Items listed in a dataset
::::::::::
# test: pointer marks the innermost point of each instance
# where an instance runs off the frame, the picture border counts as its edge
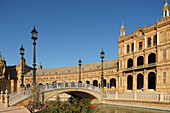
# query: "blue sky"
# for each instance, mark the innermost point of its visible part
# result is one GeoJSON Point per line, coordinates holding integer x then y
{"type": "Point", "coordinates": [70, 29]}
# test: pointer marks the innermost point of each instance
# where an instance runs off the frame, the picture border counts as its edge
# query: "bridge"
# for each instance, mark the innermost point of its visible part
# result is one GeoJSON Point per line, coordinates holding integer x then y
{"type": "Point", "coordinates": [49, 90]}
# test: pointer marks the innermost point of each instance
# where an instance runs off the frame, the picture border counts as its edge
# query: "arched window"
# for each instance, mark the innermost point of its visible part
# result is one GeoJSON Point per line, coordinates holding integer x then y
{"type": "Point", "coordinates": [113, 83]}
{"type": "Point", "coordinates": [121, 64]}
{"type": "Point", "coordinates": [152, 58]}
{"type": "Point", "coordinates": [139, 81]}
{"type": "Point", "coordinates": [130, 82]}
{"type": "Point", "coordinates": [155, 40]}
{"type": "Point", "coordinates": [127, 48]}
{"type": "Point", "coordinates": [140, 61]}
{"type": "Point", "coordinates": [130, 63]}
{"type": "Point", "coordinates": [165, 13]}
{"type": "Point", "coordinates": [164, 54]}
{"type": "Point", "coordinates": [149, 42]}
{"type": "Point", "coordinates": [164, 77]}
{"type": "Point", "coordinates": [132, 47]}
{"type": "Point", "coordinates": [164, 36]}
{"type": "Point", "coordinates": [140, 45]}
{"type": "Point", "coordinates": [95, 83]}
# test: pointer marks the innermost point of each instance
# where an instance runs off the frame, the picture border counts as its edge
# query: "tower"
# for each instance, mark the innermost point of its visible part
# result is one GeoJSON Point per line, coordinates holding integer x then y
{"type": "Point", "coordinates": [122, 30]}
{"type": "Point", "coordinates": [40, 66]}
{"type": "Point", "coordinates": [165, 9]}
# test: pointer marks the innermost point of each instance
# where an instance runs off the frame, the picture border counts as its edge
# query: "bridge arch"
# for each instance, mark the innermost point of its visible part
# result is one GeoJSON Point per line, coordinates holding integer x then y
{"type": "Point", "coordinates": [78, 92]}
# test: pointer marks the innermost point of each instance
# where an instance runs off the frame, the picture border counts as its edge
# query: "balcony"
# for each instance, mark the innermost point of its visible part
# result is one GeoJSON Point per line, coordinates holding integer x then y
{"type": "Point", "coordinates": [140, 67]}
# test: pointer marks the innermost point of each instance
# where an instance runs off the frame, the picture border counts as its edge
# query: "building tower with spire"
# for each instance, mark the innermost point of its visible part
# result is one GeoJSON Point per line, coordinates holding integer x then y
{"type": "Point", "coordinates": [122, 30]}
{"type": "Point", "coordinates": [166, 9]}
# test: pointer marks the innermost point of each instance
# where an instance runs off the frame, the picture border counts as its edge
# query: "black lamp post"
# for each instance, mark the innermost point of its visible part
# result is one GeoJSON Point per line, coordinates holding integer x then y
{"type": "Point", "coordinates": [79, 62]}
{"type": "Point", "coordinates": [102, 57]}
{"type": "Point", "coordinates": [34, 38]}
{"type": "Point", "coordinates": [22, 73]}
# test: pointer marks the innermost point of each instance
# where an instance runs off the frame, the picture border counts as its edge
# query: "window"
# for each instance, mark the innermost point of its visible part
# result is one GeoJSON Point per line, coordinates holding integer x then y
{"type": "Point", "coordinates": [164, 54]}
{"type": "Point", "coordinates": [149, 42]}
{"type": "Point", "coordinates": [121, 64]}
{"type": "Point", "coordinates": [120, 81]}
{"type": "Point", "coordinates": [164, 77]}
{"type": "Point", "coordinates": [164, 36]}
{"type": "Point", "coordinates": [140, 45]}
{"type": "Point", "coordinates": [165, 13]}
{"type": "Point", "coordinates": [127, 48]}
{"type": "Point", "coordinates": [120, 50]}
{"type": "Point", "coordinates": [132, 47]}
{"type": "Point", "coordinates": [155, 40]}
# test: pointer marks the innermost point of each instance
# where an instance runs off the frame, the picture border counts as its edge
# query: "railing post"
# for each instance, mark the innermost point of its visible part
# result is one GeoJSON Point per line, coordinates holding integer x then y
{"type": "Point", "coordinates": [116, 96]}
{"type": "Point", "coordinates": [2, 97]}
{"type": "Point", "coordinates": [134, 96]}
{"type": "Point", "coordinates": [85, 85]}
{"type": "Point", "coordinates": [161, 97]}
{"type": "Point", "coordinates": [6, 98]}
{"type": "Point", "coordinates": [64, 84]}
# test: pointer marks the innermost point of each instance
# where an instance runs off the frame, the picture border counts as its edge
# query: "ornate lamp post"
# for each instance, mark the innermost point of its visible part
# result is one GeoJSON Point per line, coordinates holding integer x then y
::::::::::
▶ Goal: From the items above, pull out every line that contains the string "query" and list those lines.

▶ Right answer:
# query: "blue sky"
# query: "bridge"
# query: "arched window"
# query: "tower"
# query: "bridge arch"
# query: "balcony"
# query: "building tower with spire"
# query: "black lamp post"
# query: "window"
# query: "railing post"
# query: "ornate lamp post"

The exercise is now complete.